— Exercise —
According to the Kafka controller proposal, where is the directory UUID and endpoint information already available?

— Passage shown —
__________________________________________________

Status

Current state: "Voting"

Vote thread: here

Discussion thread: here

JIRA: https://issues.apache.org/jira/browse/KAFKA-18775

Please keep the discussion on the mailing list rather than commenting on the wiki (wiki discussions get unwieldy fast).

Motivation

Currently, when using MetadataQuorumCommand to add a controller, users must provide a controller.properties configuration file. This file is required for the command to retrieve the metadata local path and endpoints needed to add voters. However, this approach has several limitations:

  1. Limited Accessibility: The node executing the tool must have direct access to the metadata path of the node being added or removed. This restricts the ability to use node A to manage node B, as node A may not have access to the metadata folder on node B.
  2. Dependency on Node Configuration: The tool requires access to the configuration of the node being managed.

However, the essential information for these operations — the directory UUID and endpoints — is already available from the active controller’s in-memory state and the ClusterImage.

Leveraging these sources allows us to simplify voter addition and removal, enabling the command to run without direct access to the target node’s metadata directory.

Public Interfaces

CLI

Adding a controller

For adding a controller, introduces a new option —-controller-id for the add-controller subcommand.

Add a new controller with bootstrap server
bin/kafka-metadata-quorum.sh --bootstrap-server localhost:9092 add-controller --controller-id <id>
Add a new controller with bootstrap controller
bin/kafka-metadata-quorum.sh --bootstrap-controller localhost:9093 add-controller --controller-id <id>

Removing a controller

For removing a controller, the —-controller_directory_id option is no longer required.

Remove a controller with bootstrap server
bin/kafka-metadata-quorum.sh --bootstrap-server localhost:9092 remove-controller --controller-id <id>

Remove a controller with bootstrap controller
bin/kafka-metadata-quorum.sh --bootstrap-controller localhost:9093 remove-controller --controller-id <id>

Public APIs

Admin.java

Admin.java
/**
 * Add a new voter node to the KRaft metadata quorum.
 * 
 * Note that this is a convenient method and not idempotent. 
 * For a complicated scenario, e.g., Node Disk Failure, there might have  
 * observers with different directory uuid but the same node id. 
 * In this scenario, please go with {@link #addRaftVoter(int, Uuid, Set)}.
 *
 * @param voterId           The node ID of the voter.
 */
default AddRaftVoterResult addRaftVoter(int voterId) {           
    return addRaftVoter(voterId, Uuid.ZERO_UUID, Set.of(), new AddRaftVoterOptions());
}

/**
 * Remove a voter node from the KRaft metadata quorum.
 *
 * @param voterId           The node ID of the voter.

__________________________________________________

— Entries —
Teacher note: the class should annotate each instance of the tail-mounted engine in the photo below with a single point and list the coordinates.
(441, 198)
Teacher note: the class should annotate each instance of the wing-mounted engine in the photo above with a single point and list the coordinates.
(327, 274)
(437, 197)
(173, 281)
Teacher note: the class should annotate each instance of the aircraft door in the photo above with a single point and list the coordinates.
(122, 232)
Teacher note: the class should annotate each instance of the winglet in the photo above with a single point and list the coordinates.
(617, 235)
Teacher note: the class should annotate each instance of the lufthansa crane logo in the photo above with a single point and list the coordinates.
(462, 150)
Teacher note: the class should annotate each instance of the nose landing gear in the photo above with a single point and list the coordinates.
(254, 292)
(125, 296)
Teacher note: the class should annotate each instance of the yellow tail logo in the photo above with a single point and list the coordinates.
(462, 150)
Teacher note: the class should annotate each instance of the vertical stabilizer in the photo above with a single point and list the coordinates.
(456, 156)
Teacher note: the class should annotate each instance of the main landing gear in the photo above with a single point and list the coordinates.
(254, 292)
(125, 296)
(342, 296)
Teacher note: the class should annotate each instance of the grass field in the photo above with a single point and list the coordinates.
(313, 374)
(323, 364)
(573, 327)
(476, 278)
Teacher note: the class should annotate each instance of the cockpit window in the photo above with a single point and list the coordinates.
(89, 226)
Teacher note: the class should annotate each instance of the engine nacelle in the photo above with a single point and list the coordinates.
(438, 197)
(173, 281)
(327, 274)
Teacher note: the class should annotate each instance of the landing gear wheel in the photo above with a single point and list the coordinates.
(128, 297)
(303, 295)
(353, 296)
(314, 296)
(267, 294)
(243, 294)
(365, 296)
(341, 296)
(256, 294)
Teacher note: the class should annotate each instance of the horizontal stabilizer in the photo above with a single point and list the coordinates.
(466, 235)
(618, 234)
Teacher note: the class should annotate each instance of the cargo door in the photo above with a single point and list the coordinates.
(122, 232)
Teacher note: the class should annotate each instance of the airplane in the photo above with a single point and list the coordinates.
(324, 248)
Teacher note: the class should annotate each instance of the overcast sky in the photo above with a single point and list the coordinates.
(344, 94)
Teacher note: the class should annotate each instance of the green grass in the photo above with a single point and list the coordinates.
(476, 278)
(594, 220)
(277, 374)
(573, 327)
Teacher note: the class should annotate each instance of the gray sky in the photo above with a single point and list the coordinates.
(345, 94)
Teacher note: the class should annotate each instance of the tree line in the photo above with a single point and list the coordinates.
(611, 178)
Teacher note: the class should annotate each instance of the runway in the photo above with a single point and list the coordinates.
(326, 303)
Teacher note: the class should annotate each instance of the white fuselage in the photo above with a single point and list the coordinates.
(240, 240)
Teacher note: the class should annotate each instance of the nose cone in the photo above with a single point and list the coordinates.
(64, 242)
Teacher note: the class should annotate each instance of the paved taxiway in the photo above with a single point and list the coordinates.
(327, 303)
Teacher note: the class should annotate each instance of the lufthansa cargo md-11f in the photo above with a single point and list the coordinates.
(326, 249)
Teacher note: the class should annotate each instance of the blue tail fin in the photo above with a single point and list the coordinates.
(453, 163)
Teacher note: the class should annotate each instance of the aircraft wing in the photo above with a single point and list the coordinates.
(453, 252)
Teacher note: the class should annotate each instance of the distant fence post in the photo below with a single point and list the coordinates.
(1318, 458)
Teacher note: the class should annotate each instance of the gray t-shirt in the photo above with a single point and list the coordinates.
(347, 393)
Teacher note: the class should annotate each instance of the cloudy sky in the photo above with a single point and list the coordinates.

__________________________________________________

— Solved problem —
In the active controller's in-memory state and the ClusterImage.